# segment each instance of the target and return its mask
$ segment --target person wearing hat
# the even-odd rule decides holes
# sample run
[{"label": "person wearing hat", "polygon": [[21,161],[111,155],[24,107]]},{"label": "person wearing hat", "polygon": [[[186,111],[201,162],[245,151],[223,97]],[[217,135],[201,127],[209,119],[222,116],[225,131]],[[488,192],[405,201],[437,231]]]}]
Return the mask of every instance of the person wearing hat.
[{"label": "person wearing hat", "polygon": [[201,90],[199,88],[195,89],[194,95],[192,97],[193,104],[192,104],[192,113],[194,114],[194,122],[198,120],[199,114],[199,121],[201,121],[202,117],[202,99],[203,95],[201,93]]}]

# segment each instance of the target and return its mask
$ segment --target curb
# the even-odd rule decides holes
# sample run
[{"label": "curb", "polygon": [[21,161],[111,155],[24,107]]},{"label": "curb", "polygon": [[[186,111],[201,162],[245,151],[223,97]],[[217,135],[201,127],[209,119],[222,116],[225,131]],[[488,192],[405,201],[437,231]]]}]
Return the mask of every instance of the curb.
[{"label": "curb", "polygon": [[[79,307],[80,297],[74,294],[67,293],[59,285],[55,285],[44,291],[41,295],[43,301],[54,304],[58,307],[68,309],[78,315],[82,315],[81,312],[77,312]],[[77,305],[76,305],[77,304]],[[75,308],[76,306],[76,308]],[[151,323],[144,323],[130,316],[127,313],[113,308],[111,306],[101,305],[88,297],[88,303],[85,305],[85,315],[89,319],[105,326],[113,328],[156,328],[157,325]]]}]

--- ЗАДАЧА ---
Оформите все строки записей выше в виде таблицы Markdown со столбцами «№» (порядковый номер строки) и «Строка» (сама строка). Пустые строки не включайте.

--- РЕЗУЛЬТАТ ---
| № | Строка |
|---|---|
| 1 | # segment each instance of the target and return its mask |
| 2 | $ segment --target person wearing hat |
| 3 | # the even-odd rule decides holes |
| 4 | # sample run |
| 5 | [{"label": "person wearing hat", "polygon": [[21,161],[111,155],[24,107]]},{"label": "person wearing hat", "polygon": [[[186,111],[201,162],[245,151],[223,97]],[[217,135],[201,127],[209,119],[222,116],[225,131]],[[488,192],[405,201],[437,231]]]}] |
| 6 | Return the mask of every instance of the person wearing hat. |
| 7 | [{"label": "person wearing hat", "polygon": [[201,90],[199,88],[195,89],[194,95],[192,97],[193,104],[192,104],[192,113],[194,114],[194,122],[198,120],[199,114],[199,121],[201,121],[202,117],[202,99],[203,95],[201,93]]}] |
| 8 | # segment each instance of the target and return its mask |
| 9 | $ segment --target curb |
| 10 | # the even-odd rule decides holes |
| 11 | # sample run |
| 12 | [{"label": "curb", "polygon": [[21,161],[111,155],[24,107]]},{"label": "curb", "polygon": [[[186,111],[201,162],[245,151],[223,97]],[[217,135],[201,127],[209,119],[222,116],[225,131]],[[488,192],[405,201],[437,231]]]}] |
| 13 | Return the mask of every instance of the curb. |
| 14 | [{"label": "curb", "polygon": [[[79,307],[80,297],[74,294],[67,293],[59,285],[55,285],[44,291],[41,295],[43,301],[54,304],[58,307],[68,309],[78,315],[82,315],[81,312],[77,312]],[[77,305],[76,305],[77,304]],[[75,308],[76,306],[76,308]],[[151,323],[144,323],[130,316],[127,313],[113,308],[111,306],[101,305],[88,297],[88,303],[85,305],[85,315],[89,319],[105,326],[113,328],[156,328],[157,325]]]}] |